Data for this task =
------

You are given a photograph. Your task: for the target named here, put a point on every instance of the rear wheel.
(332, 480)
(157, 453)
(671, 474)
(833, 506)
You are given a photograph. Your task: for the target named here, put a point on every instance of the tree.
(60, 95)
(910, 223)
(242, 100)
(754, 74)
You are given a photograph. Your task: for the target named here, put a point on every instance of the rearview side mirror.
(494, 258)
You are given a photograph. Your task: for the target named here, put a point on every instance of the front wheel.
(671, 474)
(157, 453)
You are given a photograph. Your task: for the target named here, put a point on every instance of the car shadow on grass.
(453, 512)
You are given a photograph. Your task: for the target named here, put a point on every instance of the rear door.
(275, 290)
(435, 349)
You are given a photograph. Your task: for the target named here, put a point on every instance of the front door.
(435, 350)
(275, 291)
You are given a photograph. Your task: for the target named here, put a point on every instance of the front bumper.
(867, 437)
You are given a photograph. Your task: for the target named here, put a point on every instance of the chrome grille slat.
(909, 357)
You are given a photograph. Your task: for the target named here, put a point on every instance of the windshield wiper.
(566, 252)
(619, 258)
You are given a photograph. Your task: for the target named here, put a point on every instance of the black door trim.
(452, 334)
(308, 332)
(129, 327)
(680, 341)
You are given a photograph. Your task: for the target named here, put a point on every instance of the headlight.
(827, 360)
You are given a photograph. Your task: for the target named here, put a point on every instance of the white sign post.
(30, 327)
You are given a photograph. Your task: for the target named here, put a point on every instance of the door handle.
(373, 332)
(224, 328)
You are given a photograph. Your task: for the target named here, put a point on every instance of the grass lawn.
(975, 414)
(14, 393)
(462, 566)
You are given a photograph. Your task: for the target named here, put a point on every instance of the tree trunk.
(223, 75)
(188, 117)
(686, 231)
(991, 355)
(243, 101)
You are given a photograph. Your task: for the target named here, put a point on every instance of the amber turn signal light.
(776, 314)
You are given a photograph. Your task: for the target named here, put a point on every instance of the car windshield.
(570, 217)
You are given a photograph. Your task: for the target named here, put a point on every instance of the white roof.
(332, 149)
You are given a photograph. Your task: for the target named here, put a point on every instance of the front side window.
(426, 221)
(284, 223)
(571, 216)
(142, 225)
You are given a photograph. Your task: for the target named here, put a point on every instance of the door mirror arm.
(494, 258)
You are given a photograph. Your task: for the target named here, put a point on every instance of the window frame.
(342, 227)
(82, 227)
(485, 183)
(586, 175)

------

What you should do = Output each record precisely as given.

Exercise response =
You are given a photograph. Your task: for the target named here, put a point on every instance of the rear wheel.
(332, 480)
(157, 453)
(671, 474)
(833, 506)
You are given a photograph. Your task: for the target named here, put a point on every instance of the tree.
(60, 95)
(910, 223)
(242, 100)
(754, 74)
You are given a photograph. Your task: for the target named here, put a point on every instance of the rearview side mirror.
(494, 258)
You are given a photograph. Your task: for the target named here, put a point on every instance of the front wheel.
(671, 474)
(157, 453)
You are given a photograph. Your task: for the target named here, put a point on every instance of the car shadow on grass.
(453, 512)
You are given a photograph. Your task: for the target named here, put a point on every instance of the rear door.
(275, 290)
(435, 349)
You are given a photograph. Your task: for the target named here, put a point on every instance of the front door.
(435, 350)
(275, 291)
You are given a photograph. Your task: for the target named here, put a point on every instance of the front bumper.
(867, 437)
You are given a photograph. Your task: for the target named here, put a point on every instance of the chrome grille slat.
(909, 357)
You are given a photograph. Your task: for the target named here, put a point on every instance of the windshield wiper.
(566, 252)
(619, 258)
You are given a photograph. Your task: for the target named here, put a point on every instance of the black door trim.
(452, 334)
(308, 332)
(129, 327)
(680, 341)
You are given a photograph. Your task: for the target named here, put a point on every instance of the headlight.
(827, 360)
You are given a photograph. Your task: for the target named here, put a point on every instance of the white sign post.
(30, 327)
You are given a photograph. Your task: for the target named here, put a point on every instance of the door handle.
(373, 332)
(224, 328)
You are given a photograph. Your task: for the target named here, put a point on every instance of the grass lawn.
(975, 414)
(14, 393)
(462, 566)
You are given a photograph. Your task: for the target named here, put a point on every instance of the tree trunk.
(223, 75)
(188, 117)
(686, 231)
(991, 355)
(243, 101)
You are given a photograph. Your task: for the target named here, put a point on every instance of the amber turn signal light.
(776, 314)
You are given a photograph. Your task: for the target named here, put a point on every instance of the car windshield.
(570, 217)
You are given a photograph. Your task: for the target named here, put a point on every instance of the white roof.
(332, 149)
You are given a photograph. Your task: for the target named here, put a point on every instance of the front side window.
(426, 221)
(284, 223)
(571, 216)
(142, 225)
You are given a photograph. Your task: for the target named here, put a point on every instance of the door mirror arm.
(494, 258)
You are given a photograph. Your task: for the target named here, put a point on every instance of the window frame.
(342, 227)
(82, 227)
(485, 183)
(586, 175)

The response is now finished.